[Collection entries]
----
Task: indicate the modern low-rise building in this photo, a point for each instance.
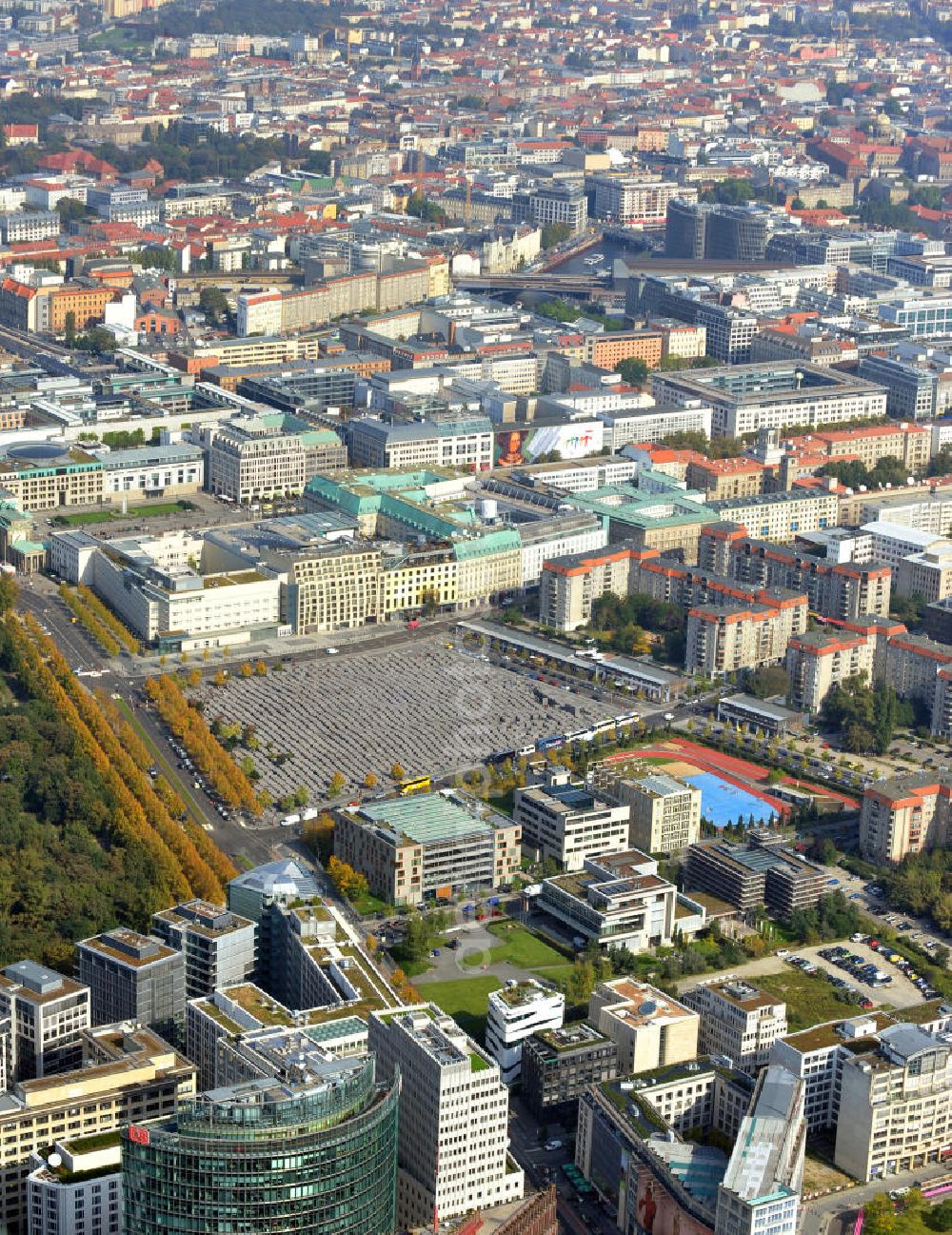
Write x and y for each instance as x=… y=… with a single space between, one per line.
x=619 y=899
x=444 y=440
x=79 y=1192
x=761 y=1188
x=565 y=822
x=762 y=872
x=518 y=1010
x=428 y=845
x=133 y=977
x=219 y=946
x=737 y=1022
x=724 y=639
x=895 y=1105
x=560 y=1064
x=818 y=1055
x=453 y=1136
x=665 y=813
x=780 y=394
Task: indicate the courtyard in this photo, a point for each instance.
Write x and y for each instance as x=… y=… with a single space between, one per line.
x=427 y=707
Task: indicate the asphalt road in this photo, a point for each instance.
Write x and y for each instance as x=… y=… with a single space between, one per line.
x=835 y=1214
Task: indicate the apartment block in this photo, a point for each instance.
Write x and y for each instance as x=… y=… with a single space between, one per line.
x=518 y=1010
x=895 y=1105
x=453 y=1130
x=133 y=977
x=626 y=200
x=560 y=1064
x=619 y=898
x=909 y=814
x=904 y=441
x=724 y=639
x=761 y=872
x=565 y=822
x=816 y=1056
x=610 y=349
x=737 y=1022
x=781 y=516
x=927 y=574
x=427 y=845
x=722 y=479
x=818 y=661
x=47 y=1015
x=78 y=1194
x=446 y=440
x=846 y=590
x=129 y=1075
x=219 y=946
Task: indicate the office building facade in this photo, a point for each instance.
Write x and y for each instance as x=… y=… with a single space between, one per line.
x=135 y=977
x=47 y=1015
x=515 y=1011
x=315 y=1155
x=219 y=946
x=737 y=1022
x=560 y=1064
x=566 y=823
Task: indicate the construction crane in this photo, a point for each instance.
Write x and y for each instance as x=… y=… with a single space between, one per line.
x=841 y=25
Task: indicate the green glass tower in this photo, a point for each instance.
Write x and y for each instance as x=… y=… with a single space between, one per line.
x=315 y=1155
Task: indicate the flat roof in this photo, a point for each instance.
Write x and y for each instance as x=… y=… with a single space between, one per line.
x=426 y=818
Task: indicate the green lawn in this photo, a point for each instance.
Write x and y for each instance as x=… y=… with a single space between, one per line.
x=119 y=38
x=503 y=802
x=810 y=999
x=465 y=999
x=107 y=516
x=557 y=973
x=369 y=906
x=518 y=947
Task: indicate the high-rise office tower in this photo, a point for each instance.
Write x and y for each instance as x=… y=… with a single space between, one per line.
x=312 y=1154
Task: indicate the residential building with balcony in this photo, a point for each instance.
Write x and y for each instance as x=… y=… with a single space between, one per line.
x=565 y=822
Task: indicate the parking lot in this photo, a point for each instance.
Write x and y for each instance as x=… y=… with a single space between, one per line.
x=424 y=706
x=901 y=992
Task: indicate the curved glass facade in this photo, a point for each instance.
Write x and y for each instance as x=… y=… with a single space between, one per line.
x=317 y=1159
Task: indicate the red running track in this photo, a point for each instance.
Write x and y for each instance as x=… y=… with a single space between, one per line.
x=740 y=772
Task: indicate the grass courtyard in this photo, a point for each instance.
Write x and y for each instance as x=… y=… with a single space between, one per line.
x=810 y=999
x=519 y=947
x=465 y=999
x=86 y=518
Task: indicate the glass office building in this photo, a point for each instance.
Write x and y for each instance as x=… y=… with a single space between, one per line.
x=316 y=1156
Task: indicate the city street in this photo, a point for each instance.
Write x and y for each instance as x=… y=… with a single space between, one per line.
x=835 y=1214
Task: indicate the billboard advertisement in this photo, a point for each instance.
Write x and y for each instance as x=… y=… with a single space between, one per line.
x=658 y=1213
x=516 y=448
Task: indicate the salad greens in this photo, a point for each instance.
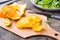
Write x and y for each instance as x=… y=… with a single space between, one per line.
x=48 y=3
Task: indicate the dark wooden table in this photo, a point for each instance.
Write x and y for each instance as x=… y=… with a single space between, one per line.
x=6 y=35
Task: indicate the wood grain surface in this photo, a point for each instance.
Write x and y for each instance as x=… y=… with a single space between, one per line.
x=6 y=35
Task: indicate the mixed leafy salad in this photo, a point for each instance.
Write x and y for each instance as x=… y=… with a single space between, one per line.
x=48 y=3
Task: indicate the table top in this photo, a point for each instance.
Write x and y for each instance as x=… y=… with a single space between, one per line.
x=6 y=35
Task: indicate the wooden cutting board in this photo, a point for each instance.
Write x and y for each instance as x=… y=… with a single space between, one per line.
x=48 y=31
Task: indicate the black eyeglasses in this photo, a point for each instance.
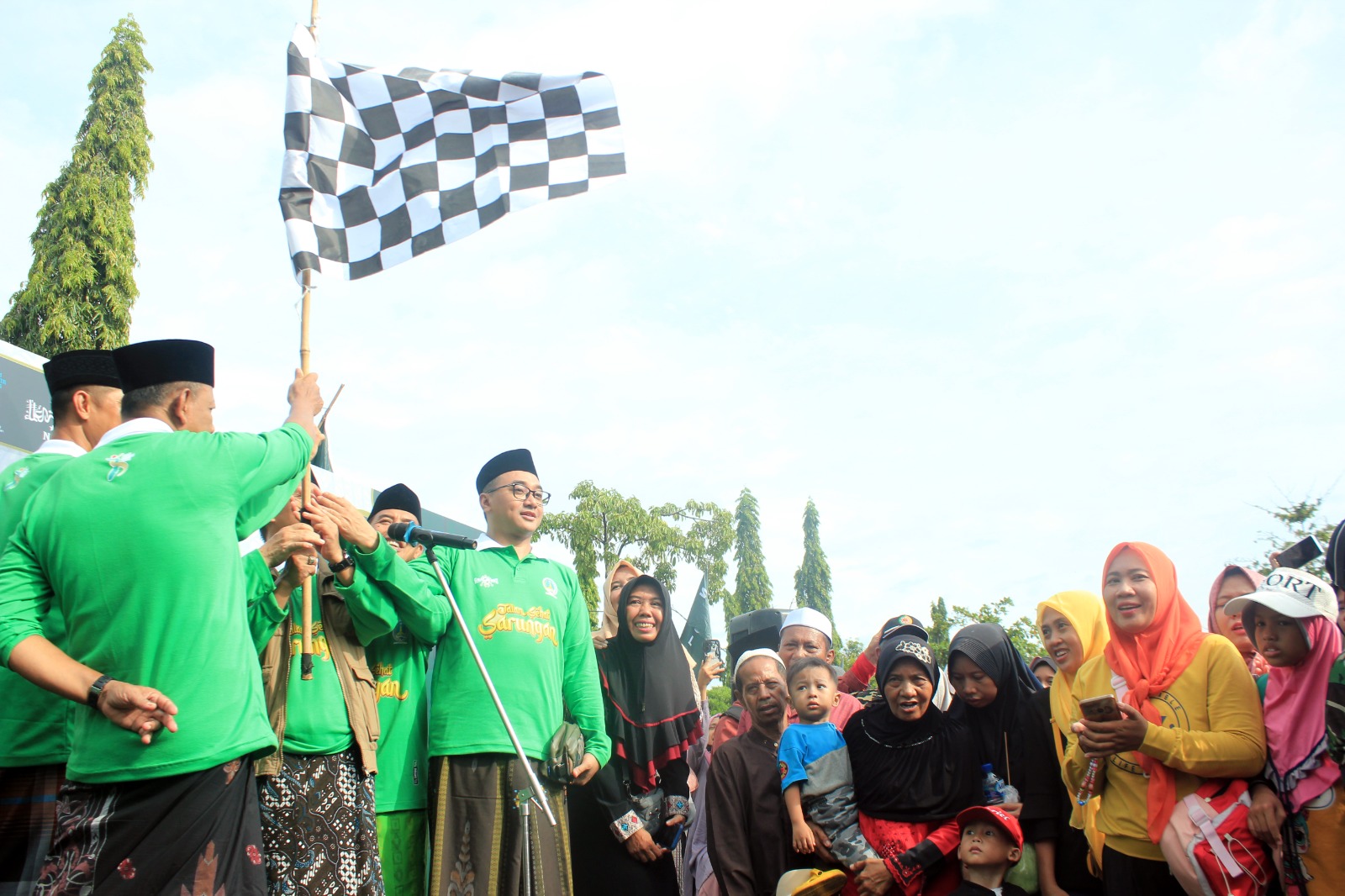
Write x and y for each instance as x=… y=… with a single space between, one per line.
x=524 y=493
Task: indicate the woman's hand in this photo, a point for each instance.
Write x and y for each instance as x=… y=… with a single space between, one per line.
x=1106 y=739
x=1266 y=815
x=642 y=846
x=820 y=842
x=709 y=670
x=584 y=772
x=872 y=878
x=804 y=840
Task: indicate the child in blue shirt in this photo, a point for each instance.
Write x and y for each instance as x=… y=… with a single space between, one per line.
x=815 y=767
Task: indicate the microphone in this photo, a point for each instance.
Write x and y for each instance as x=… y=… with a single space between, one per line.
x=414 y=535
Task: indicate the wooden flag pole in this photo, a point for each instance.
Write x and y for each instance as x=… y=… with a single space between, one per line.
x=306 y=663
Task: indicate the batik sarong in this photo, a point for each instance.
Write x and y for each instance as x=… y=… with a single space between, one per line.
x=195 y=833
x=27 y=821
x=318 y=828
x=477 y=830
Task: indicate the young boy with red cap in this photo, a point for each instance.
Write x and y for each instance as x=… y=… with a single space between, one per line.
x=992 y=844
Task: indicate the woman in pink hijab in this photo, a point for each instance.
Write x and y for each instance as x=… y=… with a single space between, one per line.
x=1298 y=808
x=1235 y=582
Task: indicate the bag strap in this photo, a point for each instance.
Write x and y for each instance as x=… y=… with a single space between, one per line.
x=1216 y=844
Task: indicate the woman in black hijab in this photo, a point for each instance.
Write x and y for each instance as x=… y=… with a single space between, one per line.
x=914 y=771
x=1010 y=730
x=625 y=822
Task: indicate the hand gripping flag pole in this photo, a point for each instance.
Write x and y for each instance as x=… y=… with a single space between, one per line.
x=538 y=795
x=306 y=662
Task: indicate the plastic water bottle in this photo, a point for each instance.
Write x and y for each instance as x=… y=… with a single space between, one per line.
x=992 y=788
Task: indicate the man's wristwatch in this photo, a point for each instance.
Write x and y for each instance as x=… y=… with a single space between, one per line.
x=96 y=690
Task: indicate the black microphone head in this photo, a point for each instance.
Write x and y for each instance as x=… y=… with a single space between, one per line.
x=400 y=532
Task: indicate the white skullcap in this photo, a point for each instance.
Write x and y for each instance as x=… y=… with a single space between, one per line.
x=753 y=654
x=809 y=618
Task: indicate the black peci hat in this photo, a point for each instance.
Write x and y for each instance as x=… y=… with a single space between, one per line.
x=81 y=367
x=504 y=463
x=397 y=498
x=151 y=363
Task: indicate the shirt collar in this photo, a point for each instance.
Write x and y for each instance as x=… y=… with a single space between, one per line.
x=61 y=447
x=138 y=427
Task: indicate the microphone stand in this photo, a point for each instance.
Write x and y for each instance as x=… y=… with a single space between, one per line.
x=521 y=798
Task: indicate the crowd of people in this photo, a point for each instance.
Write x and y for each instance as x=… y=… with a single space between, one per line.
x=165 y=730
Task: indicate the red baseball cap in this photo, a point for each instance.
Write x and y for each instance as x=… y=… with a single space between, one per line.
x=994 y=815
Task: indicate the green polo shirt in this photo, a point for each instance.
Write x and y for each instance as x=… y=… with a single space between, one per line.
x=33 y=719
x=136 y=544
x=529 y=620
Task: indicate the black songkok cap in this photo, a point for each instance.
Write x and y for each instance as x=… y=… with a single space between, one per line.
x=504 y=463
x=397 y=498
x=152 y=363
x=81 y=367
x=1336 y=557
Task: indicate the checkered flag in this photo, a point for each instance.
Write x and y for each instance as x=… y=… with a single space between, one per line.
x=383 y=167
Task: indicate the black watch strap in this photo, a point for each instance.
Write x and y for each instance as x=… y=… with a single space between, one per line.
x=96 y=690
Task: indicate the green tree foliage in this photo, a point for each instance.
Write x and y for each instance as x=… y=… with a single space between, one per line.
x=1022 y=631
x=607 y=526
x=939 y=630
x=81 y=287
x=813 y=577
x=849 y=651
x=1297 y=521
x=752 y=584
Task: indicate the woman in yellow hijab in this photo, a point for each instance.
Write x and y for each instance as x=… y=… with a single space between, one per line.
x=1073 y=630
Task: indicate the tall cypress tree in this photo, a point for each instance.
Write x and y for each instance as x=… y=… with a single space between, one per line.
x=81 y=287
x=813 y=580
x=752 y=586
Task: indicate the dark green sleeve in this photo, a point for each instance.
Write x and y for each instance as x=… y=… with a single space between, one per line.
x=407 y=593
x=268 y=468
x=370 y=613
x=582 y=689
x=264 y=614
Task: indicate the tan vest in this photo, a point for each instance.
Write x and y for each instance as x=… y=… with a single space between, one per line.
x=356 y=681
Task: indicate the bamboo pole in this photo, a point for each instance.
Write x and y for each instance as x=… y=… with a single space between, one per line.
x=306 y=663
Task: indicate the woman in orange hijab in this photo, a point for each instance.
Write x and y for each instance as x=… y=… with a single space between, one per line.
x=1189 y=712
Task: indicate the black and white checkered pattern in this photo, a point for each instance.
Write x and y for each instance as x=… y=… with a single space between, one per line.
x=385 y=167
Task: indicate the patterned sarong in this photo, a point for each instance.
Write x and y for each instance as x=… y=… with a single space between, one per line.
x=195 y=833
x=318 y=828
x=27 y=822
x=477 y=835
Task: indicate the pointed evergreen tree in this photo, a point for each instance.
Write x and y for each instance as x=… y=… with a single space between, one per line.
x=752 y=586
x=81 y=284
x=813 y=580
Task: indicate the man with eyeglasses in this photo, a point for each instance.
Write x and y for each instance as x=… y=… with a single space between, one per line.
x=530 y=623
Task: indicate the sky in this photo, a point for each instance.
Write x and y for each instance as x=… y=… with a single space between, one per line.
x=995 y=284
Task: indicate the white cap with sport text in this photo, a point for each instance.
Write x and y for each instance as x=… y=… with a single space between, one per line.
x=1291 y=593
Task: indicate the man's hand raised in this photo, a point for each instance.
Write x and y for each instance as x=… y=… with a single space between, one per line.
x=306 y=401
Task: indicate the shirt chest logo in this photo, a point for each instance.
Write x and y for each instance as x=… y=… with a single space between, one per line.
x=119 y=463
x=18 y=475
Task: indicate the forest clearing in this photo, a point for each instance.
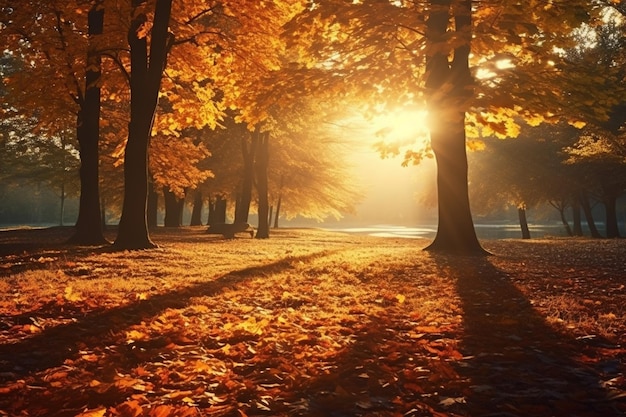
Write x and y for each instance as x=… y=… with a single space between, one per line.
x=310 y=323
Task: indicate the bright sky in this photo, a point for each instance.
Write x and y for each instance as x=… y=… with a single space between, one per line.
x=391 y=191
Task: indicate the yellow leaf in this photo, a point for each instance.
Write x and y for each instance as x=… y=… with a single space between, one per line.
x=577 y=124
x=70 y=295
x=129 y=408
x=97 y=412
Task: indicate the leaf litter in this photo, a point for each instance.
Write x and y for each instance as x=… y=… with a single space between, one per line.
x=311 y=323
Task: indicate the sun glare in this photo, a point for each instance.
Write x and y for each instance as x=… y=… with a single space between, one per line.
x=404 y=128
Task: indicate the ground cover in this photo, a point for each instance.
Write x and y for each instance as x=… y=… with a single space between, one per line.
x=310 y=323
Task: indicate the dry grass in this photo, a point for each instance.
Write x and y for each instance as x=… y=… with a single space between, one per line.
x=310 y=323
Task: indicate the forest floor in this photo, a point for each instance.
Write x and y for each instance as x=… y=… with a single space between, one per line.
x=310 y=323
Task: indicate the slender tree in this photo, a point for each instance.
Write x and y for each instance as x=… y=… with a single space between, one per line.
x=88 y=228
x=147 y=66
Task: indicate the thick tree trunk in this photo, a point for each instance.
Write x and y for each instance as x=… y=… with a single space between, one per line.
x=145 y=82
x=262 y=161
x=523 y=222
x=577 y=227
x=104 y=212
x=217 y=211
x=610 y=208
x=449 y=87
x=277 y=214
x=153 y=206
x=173 y=209
x=88 y=228
x=584 y=203
x=196 y=212
x=568 y=229
x=242 y=209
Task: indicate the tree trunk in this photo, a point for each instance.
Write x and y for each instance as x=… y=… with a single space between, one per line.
x=523 y=222
x=152 y=207
x=568 y=229
x=104 y=212
x=88 y=228
x=242 y=210
x=577 y=228
x=610 y=207
x=145 y=82
x=262 y=161
x=449 y=86
x=173 y=209
x=196 y=212
x=278 y=204
x=584 y=203
x=62 y=204
x=217 y=211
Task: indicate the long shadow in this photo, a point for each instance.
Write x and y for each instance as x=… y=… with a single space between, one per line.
x=515 y=363
x=53 y=346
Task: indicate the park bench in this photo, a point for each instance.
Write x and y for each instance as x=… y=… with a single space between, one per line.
x=228 y=230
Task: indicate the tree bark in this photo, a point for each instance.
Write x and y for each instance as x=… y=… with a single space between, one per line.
x=523 y=222
x=242 y=210
x=577 y=228
x=277 y=214
x=153 y=206
x=584 y=203
x=88 y=228
x=173 y=209
x=610 y=208
x=568 y=229
x=196 y=212
x=262 y=161
x=449 y=87
x=217 y=211
x=145 y=82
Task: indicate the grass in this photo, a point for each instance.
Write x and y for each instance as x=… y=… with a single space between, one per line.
x=310 y=323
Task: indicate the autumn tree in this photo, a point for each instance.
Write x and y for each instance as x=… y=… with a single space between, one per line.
x=475 y=66
x=147 y=62
x=526 y=172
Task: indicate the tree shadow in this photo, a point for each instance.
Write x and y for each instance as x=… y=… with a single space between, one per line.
x=52 y=346
x=515 y=363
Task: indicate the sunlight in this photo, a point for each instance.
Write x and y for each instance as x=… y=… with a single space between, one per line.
x=401 y=128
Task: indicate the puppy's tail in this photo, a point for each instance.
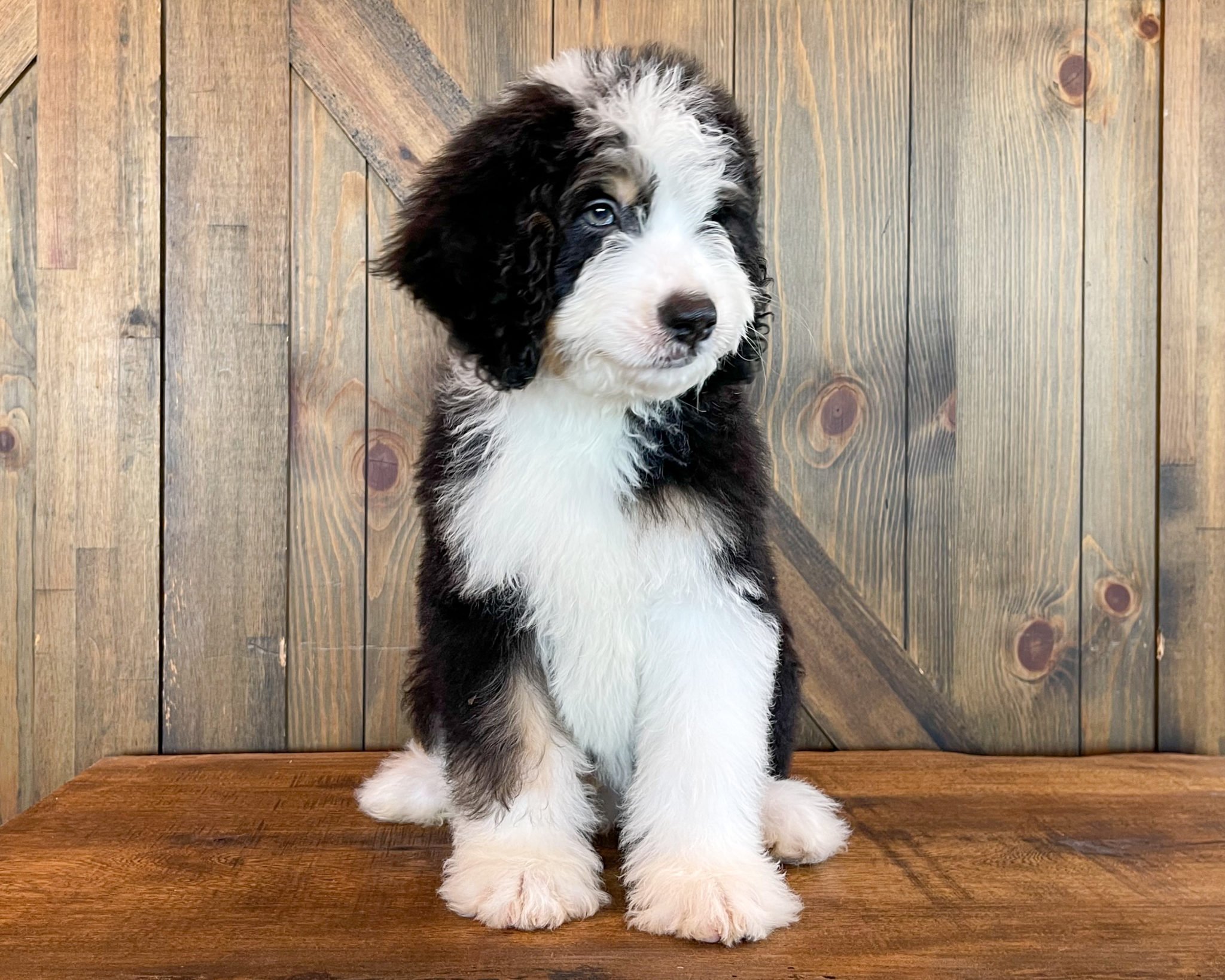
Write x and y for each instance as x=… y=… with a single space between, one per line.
x=410 y=787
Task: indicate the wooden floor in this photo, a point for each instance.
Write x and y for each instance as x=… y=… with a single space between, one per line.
x=261 y=866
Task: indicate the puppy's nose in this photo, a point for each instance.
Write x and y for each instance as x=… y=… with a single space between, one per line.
x=689 y=318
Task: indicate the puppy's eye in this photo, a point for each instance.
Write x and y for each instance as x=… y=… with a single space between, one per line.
x=601 y=214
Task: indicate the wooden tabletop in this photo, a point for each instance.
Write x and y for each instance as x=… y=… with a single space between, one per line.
x=261 y=866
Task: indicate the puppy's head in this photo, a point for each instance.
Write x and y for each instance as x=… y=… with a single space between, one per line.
x=598 y=223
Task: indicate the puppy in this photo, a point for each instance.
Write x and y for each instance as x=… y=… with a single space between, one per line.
x=597 y=599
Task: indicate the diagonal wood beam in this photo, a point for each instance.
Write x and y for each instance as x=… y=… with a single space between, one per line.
x=859 y=685
x=380 y=81
x=383 y=84
x=19 y=39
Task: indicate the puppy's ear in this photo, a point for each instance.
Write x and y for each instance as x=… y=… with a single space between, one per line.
x=479 y=236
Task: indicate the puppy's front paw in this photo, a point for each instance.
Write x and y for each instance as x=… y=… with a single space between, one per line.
----
• **To do**
Arrange the stretch of entries above, from the line containing "Task: indicate the woman in pink" through the line containing "x=625 y=822", as a numbered list, leaving out any blank lines.

• **Task output**
1. Task: indicate the woman in pink hijab in this photo, a point for each instance.
2. Write x and y for each instance as x=… y=… with a single space between, one per line.
3. x=1298 y=808
4. x=1235 y=582
5. Task: indicate the bag strap in this photo, a point for each instance.
6. Write x and y for each instance as x=… y=… with a single space between, one per line.
7. x=1216 y=844
8. Task: indicate the woman in black hijab in this photo, a point for each instance.
9. Write x and y for each instance as x=… y=… with a single space between, one per line.
10. x=914 y=771
11. x=1010 y=730
12. x=625 y=822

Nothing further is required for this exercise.